This Bill says that we as a House and country shall not forget.
That Mr. David Burrowes, Shona McIsaac, Robert Key, Jim Sheridan, Dr. Andrew Murrison, Mr. Colin Breed, Mr. Charles Walker, Mike Penning, Angela Watkinson, Mr. Graham Stuart, John Mann and Michael Fabricant present the Bill.
Mr. David Burrowes accordingly presented the Bill.
Bill read the First time; to be read a Second time on Friday 30 April, and to be printed (Bill 60).
The Minister for Policing, Crime and Counter-Terrorism (Mr. David Hanson): I beg to move,
That the Police Grant Report (England and Wales) for 2010-11 (HC 278), which was laid before this House on 20 January, be approved.
This debate takes place against a backdrop of record falls in crime and record levels of police numbers. One thing that can be said about the Government, more than anything else, is that we have invested in police and policing numbers, not just through neighbourhood policing, protective services and collaboration programmes, but in relation to all aspects of the police service. I am delighted, therefore, that the British crime survey and figures last week showed a marked reduction in crime for 2008-09, compared with 2007-08.
It is worth placing that on the record because the police do a magnificent job, as has been shown by the fact that over the past year total recorded crime fell by 5 per cent.; vehicle crime by 10 per cent.; violence against the person by 6 per cent; robbery by 5 per cent.; sexual offences by 4 per cent.; robbery with a knife by 2 per cent.; and firearm offences by 17 per cent. Challenges remain, but I put it to the House that, whatever is said in this debate, those figures are good, particularly given that we are coming out of a recession. Normally, under such circumstances, crime would rise, but actually, over the past 12 months, in what have been-by any stretch of the imagination-challenging financial circumstances, crime has fallen.

[Part of a data file]
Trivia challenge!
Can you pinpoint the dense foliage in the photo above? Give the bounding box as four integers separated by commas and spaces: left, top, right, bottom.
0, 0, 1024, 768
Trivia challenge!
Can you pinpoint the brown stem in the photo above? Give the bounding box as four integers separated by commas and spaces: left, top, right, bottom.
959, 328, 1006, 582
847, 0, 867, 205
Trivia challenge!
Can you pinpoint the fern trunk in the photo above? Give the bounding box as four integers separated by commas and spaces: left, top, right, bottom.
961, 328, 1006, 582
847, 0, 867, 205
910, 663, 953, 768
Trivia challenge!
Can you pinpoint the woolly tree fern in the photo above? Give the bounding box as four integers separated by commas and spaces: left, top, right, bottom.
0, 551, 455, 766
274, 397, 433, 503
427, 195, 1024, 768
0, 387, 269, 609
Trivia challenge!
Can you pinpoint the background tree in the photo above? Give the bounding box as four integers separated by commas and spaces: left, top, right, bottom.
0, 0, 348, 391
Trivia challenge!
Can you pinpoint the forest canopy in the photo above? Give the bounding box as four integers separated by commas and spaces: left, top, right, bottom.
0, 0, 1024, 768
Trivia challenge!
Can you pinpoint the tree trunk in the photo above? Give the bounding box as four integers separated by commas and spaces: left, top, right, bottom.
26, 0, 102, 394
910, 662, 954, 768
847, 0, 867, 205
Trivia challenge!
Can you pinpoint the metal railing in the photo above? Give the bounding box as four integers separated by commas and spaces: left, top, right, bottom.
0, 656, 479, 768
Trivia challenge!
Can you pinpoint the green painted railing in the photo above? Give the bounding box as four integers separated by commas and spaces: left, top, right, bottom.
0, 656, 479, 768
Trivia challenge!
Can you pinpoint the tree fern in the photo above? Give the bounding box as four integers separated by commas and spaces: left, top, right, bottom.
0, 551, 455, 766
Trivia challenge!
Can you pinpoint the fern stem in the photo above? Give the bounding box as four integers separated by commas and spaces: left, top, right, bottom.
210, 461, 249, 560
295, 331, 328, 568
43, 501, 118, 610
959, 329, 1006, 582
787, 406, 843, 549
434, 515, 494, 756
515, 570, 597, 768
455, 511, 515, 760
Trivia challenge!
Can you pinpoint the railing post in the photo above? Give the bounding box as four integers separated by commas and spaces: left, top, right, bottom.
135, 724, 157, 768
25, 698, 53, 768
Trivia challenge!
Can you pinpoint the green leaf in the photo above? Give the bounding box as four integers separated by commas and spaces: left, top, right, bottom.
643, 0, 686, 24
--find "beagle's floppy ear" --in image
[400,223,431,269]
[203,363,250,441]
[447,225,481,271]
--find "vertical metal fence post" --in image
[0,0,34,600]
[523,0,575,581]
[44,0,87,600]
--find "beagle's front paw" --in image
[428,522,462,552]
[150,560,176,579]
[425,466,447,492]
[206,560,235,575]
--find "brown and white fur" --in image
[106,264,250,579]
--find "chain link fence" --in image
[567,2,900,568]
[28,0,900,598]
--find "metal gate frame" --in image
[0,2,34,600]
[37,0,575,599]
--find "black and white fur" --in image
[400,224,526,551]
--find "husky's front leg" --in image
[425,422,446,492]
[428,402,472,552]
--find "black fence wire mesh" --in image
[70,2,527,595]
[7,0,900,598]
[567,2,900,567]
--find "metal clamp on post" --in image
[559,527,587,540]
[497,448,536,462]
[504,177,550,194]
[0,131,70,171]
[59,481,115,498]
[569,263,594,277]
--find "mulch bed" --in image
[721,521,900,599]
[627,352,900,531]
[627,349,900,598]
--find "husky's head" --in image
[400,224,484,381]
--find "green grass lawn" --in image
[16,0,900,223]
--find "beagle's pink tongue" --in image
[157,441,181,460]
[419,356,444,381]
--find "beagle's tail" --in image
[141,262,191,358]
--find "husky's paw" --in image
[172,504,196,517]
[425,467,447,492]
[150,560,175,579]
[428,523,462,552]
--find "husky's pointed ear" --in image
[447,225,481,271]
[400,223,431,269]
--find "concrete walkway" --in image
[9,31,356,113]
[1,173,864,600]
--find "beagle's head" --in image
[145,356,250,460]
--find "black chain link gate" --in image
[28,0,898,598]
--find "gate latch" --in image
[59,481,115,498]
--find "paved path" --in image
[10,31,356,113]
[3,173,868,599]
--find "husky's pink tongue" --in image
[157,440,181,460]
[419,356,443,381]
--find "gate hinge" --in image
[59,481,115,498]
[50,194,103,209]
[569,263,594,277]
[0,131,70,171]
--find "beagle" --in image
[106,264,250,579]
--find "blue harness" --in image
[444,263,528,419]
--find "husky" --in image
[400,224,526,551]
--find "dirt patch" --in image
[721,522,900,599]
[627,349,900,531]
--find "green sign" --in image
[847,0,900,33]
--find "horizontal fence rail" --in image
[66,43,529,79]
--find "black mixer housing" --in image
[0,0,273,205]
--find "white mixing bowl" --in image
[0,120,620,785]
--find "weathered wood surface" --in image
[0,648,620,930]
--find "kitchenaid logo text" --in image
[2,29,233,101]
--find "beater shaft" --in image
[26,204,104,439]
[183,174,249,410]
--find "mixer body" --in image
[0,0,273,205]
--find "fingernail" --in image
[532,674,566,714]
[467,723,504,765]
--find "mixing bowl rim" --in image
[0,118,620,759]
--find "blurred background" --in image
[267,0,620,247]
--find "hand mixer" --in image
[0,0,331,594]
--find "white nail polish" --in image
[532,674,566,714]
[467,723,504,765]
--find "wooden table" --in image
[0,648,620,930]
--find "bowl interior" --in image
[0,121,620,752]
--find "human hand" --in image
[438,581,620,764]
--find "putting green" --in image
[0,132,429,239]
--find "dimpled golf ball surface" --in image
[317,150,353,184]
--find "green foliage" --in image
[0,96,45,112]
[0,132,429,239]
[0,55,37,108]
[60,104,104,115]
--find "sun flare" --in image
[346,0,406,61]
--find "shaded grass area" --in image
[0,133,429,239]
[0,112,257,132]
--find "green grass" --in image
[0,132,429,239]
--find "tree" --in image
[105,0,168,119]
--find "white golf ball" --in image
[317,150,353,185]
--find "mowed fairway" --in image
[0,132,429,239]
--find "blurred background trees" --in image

▶ _Objective_: Please turn the paragraph of the debate transcript above that begins "It is worth placing that on the record" into a brief list that keeps its main facts.

▶ _Solution to the problem_:
- The police do a magnificent job, as shown by crime falling over the past year:
  - total recorded crime: down 5%
  - vehicle crime: down 10%
  - violence against the person: down 6%
  - robbery: down 5%
  - sexual offences: down 4%
  - robbery with a knife: down 2%
  - firearm offences: down 17%
- Challenges remain, but the figures are good, especially coming out of a recession.
- Crime would normally rise in such circumstances, yet it has fallen over the past 12 months despite challenging financial conditions.